# Who Is Kal Sahaar?



## The lion king (Sep 10, 2005)

Hey all,
I was reading the Sri Guru Granth Sahib today trying to understand some quotes picked up from a book I was reading until coming across a word I didnt quite understand.

Now, I understand that each quote or paragraph starts from a Guru or a bhagat, which in turn tells you that the respective person wrote it. 

To cut it short, my question is what or who is 'kal sahaar'? it comes several times in the Sri Guru Granth Sahib. Here are some quotes I managed to find:

O* Kal Sahaar, chant the Praises of Lehnaa throughout the seven continents; He met with the Lord, and became Guru of the World. ||1||Page 1391, Line 5 

O Kal Sahaar, chant the Praises of Lehnaa throughout the seven continents; He met with the Lord, and became Guru of the World. ||2|| 

O Kal Sahaar, chant the Praises of Lehnaa throughout the seven continents; He met with the Lord, and became Guru of the World. ||3||

Kal Sahaar chants His Glorious Praises. 

He is the Destroyer of fear, the Eradicator of the pains of others. Kall Sahaar the poet utters Your Praise, O Guru. *

Does 'kal' mean death or something to do with death? Also, can you tell me who wrote these verses

Thank you


----------



## Gyani Jarnail Singh (Sep 14, 2005)

*Re: Whats 'Kal sahaar'*

These quotes are from the Bhattan de swaiyaeh..

Kal Sahaar is one of the BHATTS who wrote these poems in Guru Granth Ji sahib.

These swaiyahs can be found towards the end of Guru Granth ji Sahib.

There are all together 10 bhatts.

Jarnail Singh


----------



## rsd (Dec 8, 2005)

[Kal Sahaar was one of the _Bhats whose 54 Sawayas were included in Shri Guru Granth Sahib by the 5th Guru who compiled The Granth._


----------

==============================

> [PROBLEM DESCRIPTION]:
For each statement, determine whether it agrees with the forum thread on Kal Sahaar, and answer yes or no, quoting the thread's deciding words. (a) The thread gives the total number of bhatts as ten. (b) The thread places the swaiyahs near the beginning of Guru Granth Sahib. (c) The thread says the 5th Guru included 54 Sawayas in Shri Guru Granth Sahib.

> [EXTRACTED INFORMATION]:
==============================

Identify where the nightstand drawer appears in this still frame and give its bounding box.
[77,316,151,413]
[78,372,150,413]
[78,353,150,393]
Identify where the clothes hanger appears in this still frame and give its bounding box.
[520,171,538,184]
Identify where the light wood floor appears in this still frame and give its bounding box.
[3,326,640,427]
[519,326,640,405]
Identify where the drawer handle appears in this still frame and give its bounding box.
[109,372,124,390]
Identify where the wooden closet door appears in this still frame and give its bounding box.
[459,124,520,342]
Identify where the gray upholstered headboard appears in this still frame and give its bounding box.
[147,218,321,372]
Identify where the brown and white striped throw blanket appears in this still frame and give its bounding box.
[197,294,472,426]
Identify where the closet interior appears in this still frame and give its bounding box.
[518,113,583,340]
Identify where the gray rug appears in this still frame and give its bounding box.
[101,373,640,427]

==============================

> [FULL ANSWER]:
(a) Yes: "There are all together 10 bhatts."
(b) No: "These swaiyahs can be found towards the end of Guru Granth ji Sahib."
(c) Yes: "whose 54 Sawayas were included in Shri Guru Granth Sahib by the 5th Guru"